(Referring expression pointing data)

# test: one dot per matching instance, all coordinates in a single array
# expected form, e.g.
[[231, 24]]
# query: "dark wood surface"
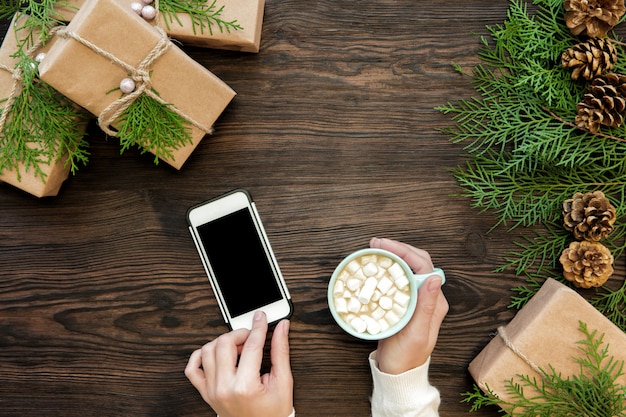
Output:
[[334, 132]]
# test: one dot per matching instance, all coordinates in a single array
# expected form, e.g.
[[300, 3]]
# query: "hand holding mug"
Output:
[[412, 345]]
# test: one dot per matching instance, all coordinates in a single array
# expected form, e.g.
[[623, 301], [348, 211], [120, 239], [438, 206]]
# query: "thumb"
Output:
[[279, 353]]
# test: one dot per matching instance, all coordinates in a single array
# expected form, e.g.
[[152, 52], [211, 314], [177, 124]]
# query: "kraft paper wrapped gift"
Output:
[[544, 332], [57, 171], [247, 13], [84, 64]]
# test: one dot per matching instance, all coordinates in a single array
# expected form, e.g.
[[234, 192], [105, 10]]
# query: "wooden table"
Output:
[[334, 132]]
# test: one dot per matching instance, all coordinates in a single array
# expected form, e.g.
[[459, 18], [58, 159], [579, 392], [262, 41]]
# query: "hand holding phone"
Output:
[[238, 259]]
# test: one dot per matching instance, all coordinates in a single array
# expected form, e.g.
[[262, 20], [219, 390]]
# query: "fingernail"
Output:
[[434, 284]]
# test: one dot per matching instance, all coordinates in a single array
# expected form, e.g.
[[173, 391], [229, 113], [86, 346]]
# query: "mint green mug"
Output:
[[372, 294]]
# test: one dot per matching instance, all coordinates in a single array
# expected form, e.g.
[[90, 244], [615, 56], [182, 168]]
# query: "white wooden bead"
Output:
[[148, 12], [127, 85], [136, 7]]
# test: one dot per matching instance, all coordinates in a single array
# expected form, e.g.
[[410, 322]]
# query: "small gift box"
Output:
[[46, 169], [543, 334], [107, 45], [222, 24]]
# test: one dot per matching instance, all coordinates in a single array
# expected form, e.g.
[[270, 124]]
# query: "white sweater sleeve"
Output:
[[405, 395]]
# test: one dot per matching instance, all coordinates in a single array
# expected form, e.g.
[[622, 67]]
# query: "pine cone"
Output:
[[603, 103], [587, 264], [590, 59], [589, 216], [593, 18]]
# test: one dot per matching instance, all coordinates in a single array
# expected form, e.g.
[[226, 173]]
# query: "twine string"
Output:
[[505, 338], [140, 75]]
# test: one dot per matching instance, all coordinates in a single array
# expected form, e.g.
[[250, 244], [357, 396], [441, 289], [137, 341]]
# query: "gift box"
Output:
[[248, 15], [544, 333], [48, 180], [104, 42]]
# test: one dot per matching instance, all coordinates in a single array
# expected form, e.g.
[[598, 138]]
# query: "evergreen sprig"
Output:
[[42, 16], [41, 127], [593, 392], [152, 126], [204, 15], [525, 155]]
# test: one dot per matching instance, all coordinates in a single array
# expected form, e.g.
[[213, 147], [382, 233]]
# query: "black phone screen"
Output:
[[239, 262]]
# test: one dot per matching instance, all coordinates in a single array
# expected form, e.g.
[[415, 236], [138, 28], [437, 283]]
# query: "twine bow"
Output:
[[140, 75]]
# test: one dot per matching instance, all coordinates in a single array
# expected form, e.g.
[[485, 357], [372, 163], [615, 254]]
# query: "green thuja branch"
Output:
[[204, 15], [42, 16], [525, 154], [41, 127], [593, 392], [154, 127], [613, 305]]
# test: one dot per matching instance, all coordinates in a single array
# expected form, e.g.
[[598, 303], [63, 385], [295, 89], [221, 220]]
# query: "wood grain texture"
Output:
[[334, 132]]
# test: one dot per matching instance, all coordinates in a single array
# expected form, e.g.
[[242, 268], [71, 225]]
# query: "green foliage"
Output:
[[42, 17], [525, 155], [152, 126], [41, 127], [594, 392], [204, 15]]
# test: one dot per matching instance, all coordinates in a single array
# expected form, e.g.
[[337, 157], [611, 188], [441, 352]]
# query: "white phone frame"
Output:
[[214, 209]]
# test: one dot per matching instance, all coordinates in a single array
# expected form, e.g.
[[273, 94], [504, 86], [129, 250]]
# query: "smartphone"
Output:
[[238, 259]]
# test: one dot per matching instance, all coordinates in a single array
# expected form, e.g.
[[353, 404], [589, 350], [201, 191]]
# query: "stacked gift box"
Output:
[[114, 56]]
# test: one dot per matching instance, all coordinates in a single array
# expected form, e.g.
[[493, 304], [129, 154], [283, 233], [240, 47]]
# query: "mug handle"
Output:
[[420, 278]]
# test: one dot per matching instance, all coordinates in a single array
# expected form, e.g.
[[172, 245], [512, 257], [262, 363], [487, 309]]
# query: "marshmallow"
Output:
[[384, 285], [354, 284], [372, 325], [371, 294], [396, 271], [353, 266], [378, 313], [385, 303], [341, 305], [367, 291], [370, 269], [339, 288], [402, 282], [344, 275], [391, 318], [353, 305]]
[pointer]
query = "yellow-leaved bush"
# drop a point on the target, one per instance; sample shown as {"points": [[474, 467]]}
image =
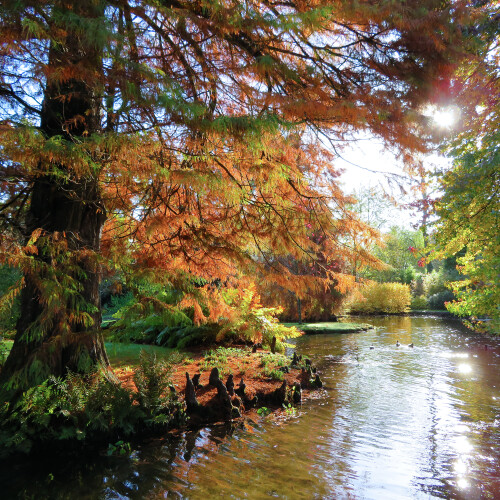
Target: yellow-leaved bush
{"points": [[373, 297]]}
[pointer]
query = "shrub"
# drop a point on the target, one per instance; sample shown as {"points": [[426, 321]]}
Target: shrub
{"points": [[419, 303], [380, 298], [437, 301], [89, 408], [252, 322]]}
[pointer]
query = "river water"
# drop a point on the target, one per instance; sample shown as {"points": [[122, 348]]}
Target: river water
{"points": [[391, 423]]}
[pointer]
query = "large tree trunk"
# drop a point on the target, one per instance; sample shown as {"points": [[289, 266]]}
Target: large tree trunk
{"points": [[60, 308]]}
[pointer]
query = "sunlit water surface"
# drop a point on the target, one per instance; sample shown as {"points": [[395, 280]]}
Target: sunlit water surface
{"points": [[392, 423]]}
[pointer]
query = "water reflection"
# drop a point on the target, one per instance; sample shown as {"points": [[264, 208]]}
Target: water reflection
{"points": [[403, 422]]}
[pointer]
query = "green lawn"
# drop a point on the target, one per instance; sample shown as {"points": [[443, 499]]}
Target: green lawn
{"points": [[335, 327], [128, 354], [119, 354]]}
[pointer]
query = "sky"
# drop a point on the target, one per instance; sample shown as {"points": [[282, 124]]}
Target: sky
{"points": [[367, 164]]}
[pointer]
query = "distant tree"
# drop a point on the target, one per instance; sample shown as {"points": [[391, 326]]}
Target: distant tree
{"points": [[469, 210], [184, 137]]}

_Exercise_: Please return every line in the data that includes the string "gift".

_Written reply_:
# query: "kraft paper wrapped gift"
# query: "small gift box"
# query: "gift box"
# query: "stacked gift box"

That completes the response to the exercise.